**WHAT YOU HAVE TO DO**
Where an entry below contains an image, skip the image and copy the rest exactly.

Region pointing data
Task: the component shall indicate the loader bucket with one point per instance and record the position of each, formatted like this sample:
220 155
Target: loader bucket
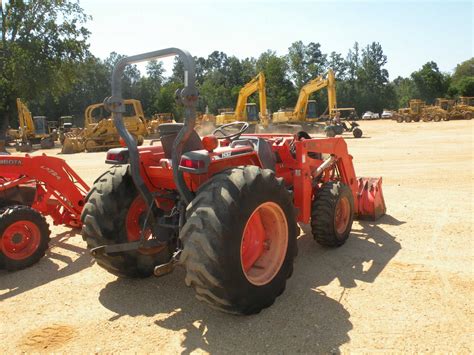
370 201
72 144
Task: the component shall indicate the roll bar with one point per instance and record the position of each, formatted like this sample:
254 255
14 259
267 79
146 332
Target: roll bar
186 96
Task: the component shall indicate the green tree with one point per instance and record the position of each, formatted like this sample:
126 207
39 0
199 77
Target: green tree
305 62
41 44
430 82
405 90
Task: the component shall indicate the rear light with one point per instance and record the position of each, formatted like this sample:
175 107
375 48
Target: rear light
210 142
192 164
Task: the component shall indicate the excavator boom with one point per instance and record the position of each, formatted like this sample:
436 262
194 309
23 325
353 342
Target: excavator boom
299 113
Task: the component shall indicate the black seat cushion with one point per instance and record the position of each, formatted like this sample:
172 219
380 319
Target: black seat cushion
168 133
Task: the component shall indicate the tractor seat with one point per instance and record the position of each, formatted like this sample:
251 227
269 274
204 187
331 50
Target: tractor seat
263 149
168 133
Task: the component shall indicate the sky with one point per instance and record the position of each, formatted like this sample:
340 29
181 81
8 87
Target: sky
411 33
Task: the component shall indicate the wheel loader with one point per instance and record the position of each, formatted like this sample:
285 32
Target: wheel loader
225 207
99 132
245 111
440 111
32 130
156 120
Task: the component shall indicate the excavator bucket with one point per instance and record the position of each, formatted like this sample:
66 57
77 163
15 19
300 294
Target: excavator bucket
72 144
370 201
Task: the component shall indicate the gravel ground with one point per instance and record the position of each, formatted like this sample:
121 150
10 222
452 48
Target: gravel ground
403 283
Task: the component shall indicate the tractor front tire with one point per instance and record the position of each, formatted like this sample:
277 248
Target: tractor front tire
240 240
332 214
24 237
111 215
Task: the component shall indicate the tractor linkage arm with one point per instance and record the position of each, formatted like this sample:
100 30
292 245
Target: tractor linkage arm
60 192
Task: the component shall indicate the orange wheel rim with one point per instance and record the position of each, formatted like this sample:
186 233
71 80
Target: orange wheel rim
342 215
264 243
20 240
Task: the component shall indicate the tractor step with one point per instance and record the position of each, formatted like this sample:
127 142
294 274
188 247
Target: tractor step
114 249
371 204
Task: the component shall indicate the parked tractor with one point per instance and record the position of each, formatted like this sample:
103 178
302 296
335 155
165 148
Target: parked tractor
412 113
31 188
334 128
225 207
439 111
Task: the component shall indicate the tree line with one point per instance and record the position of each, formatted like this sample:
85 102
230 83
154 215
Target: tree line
45 60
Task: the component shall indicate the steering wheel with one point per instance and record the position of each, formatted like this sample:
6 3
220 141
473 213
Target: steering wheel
222 134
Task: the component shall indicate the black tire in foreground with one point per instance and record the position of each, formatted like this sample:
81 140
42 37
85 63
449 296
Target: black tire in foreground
24 235
110 214
332 214
220 223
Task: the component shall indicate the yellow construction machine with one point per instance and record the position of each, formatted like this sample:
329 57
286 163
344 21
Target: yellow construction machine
32 130
248 111
99 132
303 116
206 123
439 111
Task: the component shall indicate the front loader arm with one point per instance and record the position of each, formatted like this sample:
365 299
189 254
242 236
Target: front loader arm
54 175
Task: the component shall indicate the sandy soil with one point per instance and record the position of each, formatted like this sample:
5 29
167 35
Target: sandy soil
404 283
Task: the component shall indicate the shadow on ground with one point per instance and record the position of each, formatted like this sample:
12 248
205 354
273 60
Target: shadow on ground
48 268
303 319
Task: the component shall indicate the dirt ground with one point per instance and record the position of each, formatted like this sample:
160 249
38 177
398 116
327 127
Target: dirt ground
403 283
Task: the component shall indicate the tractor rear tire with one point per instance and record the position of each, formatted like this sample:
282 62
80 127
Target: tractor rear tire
332 214
221 221
24 237
108 208
357 133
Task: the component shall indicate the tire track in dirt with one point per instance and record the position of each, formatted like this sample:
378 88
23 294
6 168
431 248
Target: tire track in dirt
47 338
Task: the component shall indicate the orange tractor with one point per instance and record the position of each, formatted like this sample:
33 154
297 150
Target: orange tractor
226 206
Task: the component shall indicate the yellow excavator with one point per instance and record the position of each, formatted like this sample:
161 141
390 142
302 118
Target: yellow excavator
303 115
100 134
205 122
248 111
32 130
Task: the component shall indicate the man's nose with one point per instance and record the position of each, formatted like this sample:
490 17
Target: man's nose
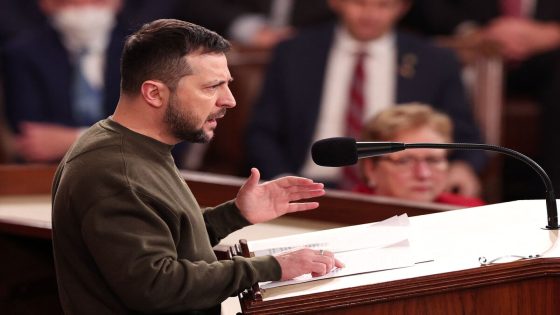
226 98
422 169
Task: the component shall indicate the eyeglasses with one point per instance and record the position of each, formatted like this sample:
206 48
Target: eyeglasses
436 163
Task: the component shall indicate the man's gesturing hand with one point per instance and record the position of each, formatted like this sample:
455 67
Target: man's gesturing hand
303 261
269 200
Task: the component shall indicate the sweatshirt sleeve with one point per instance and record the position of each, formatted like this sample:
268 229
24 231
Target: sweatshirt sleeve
134 244
223 220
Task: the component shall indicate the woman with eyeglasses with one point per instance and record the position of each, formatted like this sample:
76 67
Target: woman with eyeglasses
418 174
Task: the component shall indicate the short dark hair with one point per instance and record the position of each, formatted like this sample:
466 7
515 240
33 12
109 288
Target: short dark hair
157 50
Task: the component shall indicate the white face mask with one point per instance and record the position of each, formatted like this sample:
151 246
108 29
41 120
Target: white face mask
84 26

**REPLY TO THE EXERCISE**
Task: the component shall indicate the loader bucket with one point per instance and record the position of each, formatted like this sample:
220 155
Target: loader bucket
370 201
72 144
Task: the component shall indicate the roll bar with one point per instance and record the position of each, formatted like this sample:
254 255
14 259
267 79
146 332
Target: roll bar
186 96
Task: the component shall indicate the green tree with one point per instance and record the position of each, formatted like this sample:
126 207
39 0
199 77
Target: green tree
305 62
41 44
430 82
405 90
Task: the component shall indicate the rear light with one point per instance and record the position of each, formatted like this sample:
175 107
375 48
Target: rear light
210 142
192 164
Task: the component shall indicate the excavator boom with one point per instance and record the position of each, formatted like this sample:
436 262
194 309
23 325
353 342
Target: excavator boom
299 113
Task: the component shall indicate the black seat cushion with one point per instance and record the position of each, formatted like this sample:
172 219
380 319
Target: black seat cushion
168 133
Task: the component shall indicate the tractor seat with one point per instance and record the position of each, formatted like this sample:
251 227
269 274
204 187
331 50
Target: tractor seat
263 149
168 133
Task: the component shall indicate the sky with one point per instance and record the position of each, formatted like this sample:
340 29
181 81
8 87
Target: sky
411 33
Task: the component shall indicate the wheel loader with one point per instance and record the position of each, formatted like this sample:
285 32
Target: wheel loader
225 207
99 132
245 111
440 111
32 130
156 120
Task: the component shall indicate the excavator bucket with one point per instance and record the position of each, formatted like this sample:
66 57
77 163
15 19
300 294
Target: excavator bucket
72 144
370 201
Task: the component shall indicate the gravel ground with one point per instance and record the position of each, formatted like this sample:
121 150
10 222
452 48
Target: gravel ground
403 283
Task: the component shall indicate the tractor front tire with one point per instance and record the position of each, formatted like this sample:
277 248
Target: tractor front tire
240 240
332 214
24 237
111 215
Task: the component shall indicate the tractor linkage arm with one point per instance and record the position of each, formatted like this sample:
100 30
292 245
Target: tractor linkage arm
60 192
Task: the component shall indicate the orange wheel rim with one point per instance and record the position of each, formatted like this sample:
186 233
71 80
Target: orange wheel rim
342 215
264 243
20 240
Task: the component shall indicate the tractor step with one point per instance and record the position of each, formatted like this sample:
127 142
294 274
188 247
Target: tractor step
114 249
371 204
Task: the component shall indicate the parked tractor with one point per instance and record the position of each, formatted like this sample:
103 178
302 296
335 155
165 148
Target: parked tractor
412 113
31 188
334 128
225 207
439 111
Task: the component shall indicate the tree line with one point per instance and record the position of each, formatted like this sample:
85 102
230 83
154 215
Target: tree line
45 60
Task: the component shall indicate the steering wheel with one point per instance and record the position of each, formatted like this sample:
6 3
220 141
473 213
Target: steering wheel
222 134
Task: the component shall indicate the black tire in foreground with one point per instance and record the position of each, formatted like this sample:
81 140
42 37
85 63
449 296
Target: black tire in foreground
24 235
110 214
332 214
220 223
Task: the component shall indicate the yellow construction machine with one point per instance and record the position of each, formatted like this sample:
329 57
286 163
344 21
Target: yellow construction machine
32 130
248 111
99 132
303 116
206 123
439 111
Task: the component shall indicate the front loader arm with one point per instance and record the position of each, formatted like this sample:
365 299
189 254
242 236
Target: front loader arm
54 175
Task: the component shall indicate the sandy soil with one point per instance and record the position of each, formatted like this sample:
5 29
167 35
Target: sandy soil
404 283
Task: the component shall indicate the shadow on ground with one point per instance and record the position of each, formatted like this sample:
12 248
205 354
273 60
Target: shadow on ground
48 268
303 319
Task: the component shall indicate the dirt ground with one point per instance and record the position of each, formatted like this sample:
160 249
38 177
398 116
327 127
Target: dirt ground
403 283
Task: the component shall indicate the tractor rear tire with one point per instance and record the position of each, formatted like this sample:
282 62
80 127
Target: tractor rear tire
332 214
221 221
24 237
108 208
357 133
Task: the component shall indicate the tire track in dirt with one point per instance and record the position of each, formatted like this sample:
378 88
23 294
6 168
431 248
Target: tire track in dirt
47 338
Task: the component shall indicate the orange tractor with one point per instance and record the position of each, formatted like this sample:
33 154
297 150
Target: orange tractor
226 206
Task: the component shall indicate the yellow excavator with one point per instance and record the position of each, formatted like this sample:
161 141
390 142
302 118
Target: yellow excavator
303 115
100 134
205 122
248 111
32 130
Task: the component shall indicate the man's nose with one point per instance and record the position of each, formatted like this sample:
490 17
Target: man's nose
226 98
422 169
Task: the component shall indicate the eyeglasses with one point per instance and record the position of each, formatted like this sample:
206 48
Target: eyeglasses
436 163
Task: the component shall indicate the man's gesturing hand with one point per instance and record the position of each, formatted like this sample:
455 67
Target: man's gesturing hand
303 261
269 200
Task: the component shall indicate the sweatshirt sleeve with one point per instance and record the position of each, formatted like this sample:
268 229
24 231
Target: sweatshirt sleeve
134 244
223 220
Task: the component shall indicate the woman with eyeglasses with one point per instance and record the position of each, formatted like this sample:
76 67
Target: woman with eyeglasses
418 174
Task: the component shall indicate the short dark hair with one point per instance and record the position of each, formatted like this sample:
466 7
515 240
33 12
109 288
Target: short dark hair
157 50
Task: the component shall indicate the white face mask with one point per instance and record the position of each, formatted like this sample:
151 246
108 29
41 120
Target: white face mask
84 26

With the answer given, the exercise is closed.